=== PAGE TEXT ===

Carl Adams had a busy day Monday. He got a call from a top New York high school wrestler, who, after weeks of contemplation, decided to commit to Boston University for the fall. Then the 32-year BU wrestling coach hosted another recruit and his father, who came up from West Virginia, to have lunch and give them a tour of the campus.
But by the end of the day, Adams was brought to tears. BU administration announced its decision to kill the varsity wrestling program at the end of the 2013-14 season.
“I’m no fool. I’ve seen other programs get dropped over the years,” Adams said. “But I had a recruit on campus. [The recruit and his father] asked a very pointed question yesterday. They said, ‘How stable is the program?’ And I raved about how supportive the administration had been and the fact that we’ve come a long way.
“Within the next hour I had to call them back and say, ‘How ironic’ and apologize for telling them what I told them about the support that we had.”
For Adams, who has won 10 conference championships and coached four All-Americans in his three-plus decades at BU, the news came as a complete shock. He was not involved in any prior discussions and did not find out about the decision until he met with athletic director Mike Lynch 3 p.m. Monday — about the same time BU announced it publicly.
“I’m insulted,” Adams said. “When you put your heart and soul into something, you don’t expect to get blindsided.
“I feel terrible for the kids in the program. I feel terrible for the sport of wrestling,” Adams continued. “I don’t know what prompted this decision. The administrators, they’ve been good to the program. I love working at BU. That makes it all that much more shocking. The program is moving in a good direction, and then it feels like you got hit in the back of the head by a 2-by-4.”
Adams said the team was informed about two hours later, after the news began circulating online.
“It was a shock. It was like, ‘Why? Why us?’” Adams said. “Kids were crying, some of them. That’s a really tough situation for college athletes who put their heart and soul into the sport that they loved — to lose it all of a sudden.”
The exact reasoning for the decision is unclear. BU Athletics representatives did not respond to calls Tuesday afternoon seeking comment, but a Monday release said “an immense infusion of resources, including major facility enhancements and additional staffing, would be required” to bring the team to a championship-caliber level.
The first paragraph of Adams’ biography on goterriers.com, BU’s official athletics website, reads, “Carl Adams and the Terriers are in the midst of an upswing on the national level.”
A question-and-answer document distributed by the athletic department to BU wrestlers, families and alumni explaining the decision called it “a strategic decision” that is the right move for the long-term direction of BU Athletics.
The Q&A also says the decision is neither solely money nor Title IX based. The school will not reinstate the program, even if funds are raised.
But that doesn’t mean the BU wrestling community isn’t trying.

=== ENTRIES SHOWN ===

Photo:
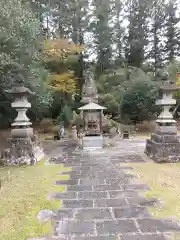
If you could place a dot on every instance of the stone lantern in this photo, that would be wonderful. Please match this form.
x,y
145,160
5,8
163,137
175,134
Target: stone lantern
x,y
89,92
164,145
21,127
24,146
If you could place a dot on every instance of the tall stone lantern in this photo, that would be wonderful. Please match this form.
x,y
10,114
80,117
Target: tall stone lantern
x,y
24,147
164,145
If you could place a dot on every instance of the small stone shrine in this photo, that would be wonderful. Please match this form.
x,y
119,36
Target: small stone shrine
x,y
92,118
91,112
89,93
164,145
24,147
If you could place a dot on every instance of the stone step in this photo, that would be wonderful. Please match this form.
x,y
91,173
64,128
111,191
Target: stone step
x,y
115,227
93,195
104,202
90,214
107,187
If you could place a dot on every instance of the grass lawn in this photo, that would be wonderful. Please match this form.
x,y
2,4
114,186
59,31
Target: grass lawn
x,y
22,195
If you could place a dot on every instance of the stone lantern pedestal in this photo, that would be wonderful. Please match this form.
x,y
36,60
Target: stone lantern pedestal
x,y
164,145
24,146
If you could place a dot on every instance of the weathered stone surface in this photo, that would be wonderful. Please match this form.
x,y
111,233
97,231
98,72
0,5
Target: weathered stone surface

===

- [PROBLEMS]
(1) In the article about Boston University's wrestling program, how many conference championships has Carl Adams won at BU?
(2) Please restate the article about Boston University's wrestling program, starting at "The exact reasoning" and ending at "a championship-caliber level.", swapping "Tuesday afternoon" for "Wednesday morning".
(3) Carry on the article about Boston University's wrestling program from its last sentence.

- [RESPONSES TO THE TASKS]
(1) 10 conference championships.

(2)
The exact reasoning for the decision is unclear. BU Athletics representatives did not respond to calls Wednesday morning seeking comment, but a Monday release said “an immense infusion of resources, including major facility enhancements and additional staffing, would be required” to bring the team to a championship-caliber level.

(3)
News spread quickly, and by Tuesday evening there was a “Save BU Wrestling” fan page with more than 2,000 likes and an open group by the same name with almost 2,200 members.
Brad Castronovo, a 2012 BU graduate who was on the wrestling team, is helping spearhead the Save BU Wrestling movement. He thought it was an April Fools’ Day joke at first, but when he realized otherwise he “sprung to action and went after it.”
“The administration wants to take it away,” Castronovo said. “But we’re going to fight like hell to get it back.”
He said the school’s decision is a shame, as the wrestling team is among the most successful overall in terms of academics, community involvement and on-the-mat performance. The team has a 100 percent graduation rate, participates in most if not all of the community outreach projects organized by BU Athletics and, most recently, sent three wrestlers — junior Nestor Taffur, junior Kevin Innis and freshman Dane Harlowe — to the NCAA championships March 21-22.
The athletics department also has not done a great job promoting the team over the years, according to Castronovo.
“But we’re still succeeding, we’re not complaining, and we love what we’ve got,” he said.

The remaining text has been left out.